Exercise goal.
Copy out each line of the rows below that contains the string "query".

————————

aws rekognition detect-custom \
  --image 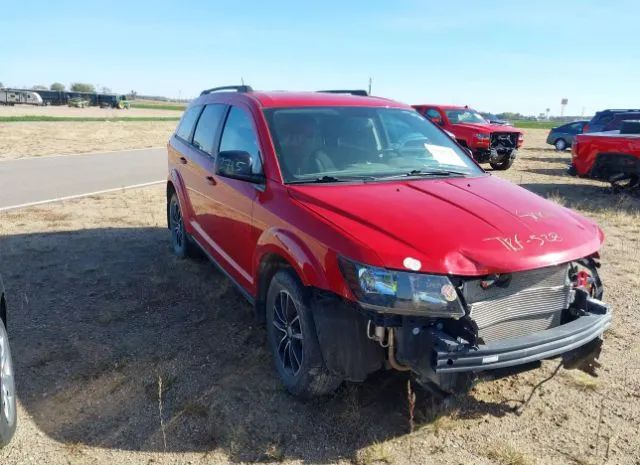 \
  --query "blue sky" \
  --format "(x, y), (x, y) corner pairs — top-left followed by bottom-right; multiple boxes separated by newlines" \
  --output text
(0, 0), (640, 115)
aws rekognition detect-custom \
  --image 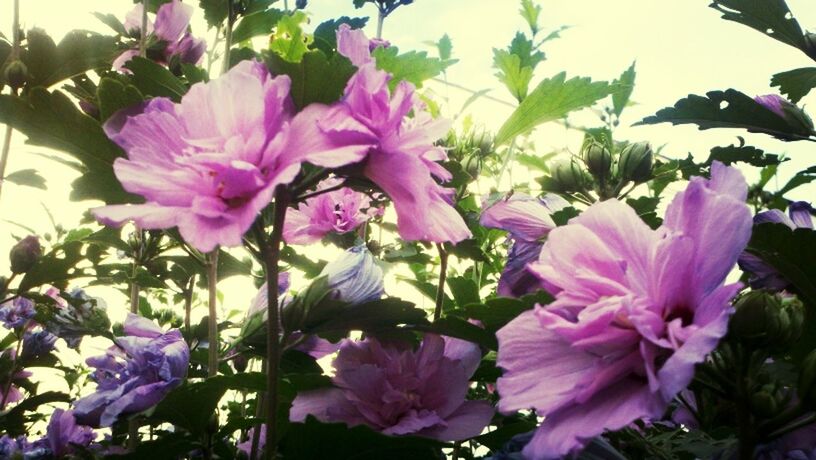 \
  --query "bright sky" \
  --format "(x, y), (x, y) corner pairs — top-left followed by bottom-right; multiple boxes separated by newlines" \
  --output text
(0, 0), (816, 396)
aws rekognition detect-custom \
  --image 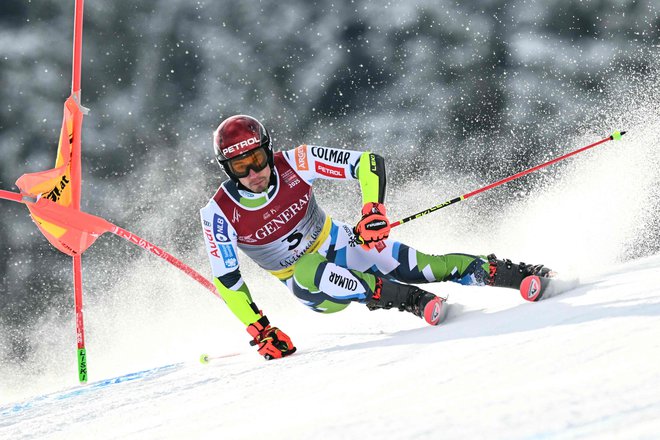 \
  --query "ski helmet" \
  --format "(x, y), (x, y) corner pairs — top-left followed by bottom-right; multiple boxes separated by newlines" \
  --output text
(213, 115), (273, 181)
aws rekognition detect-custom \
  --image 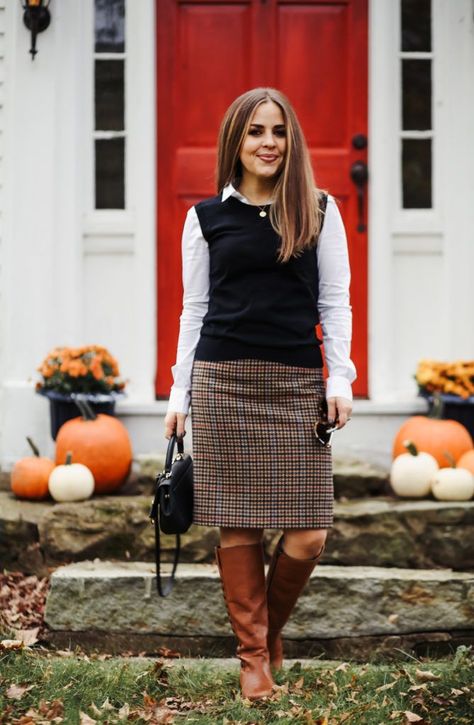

————————

Final result.
  --query "blue sky" \
  --query "bright sky" \
  --query "ski helmet" \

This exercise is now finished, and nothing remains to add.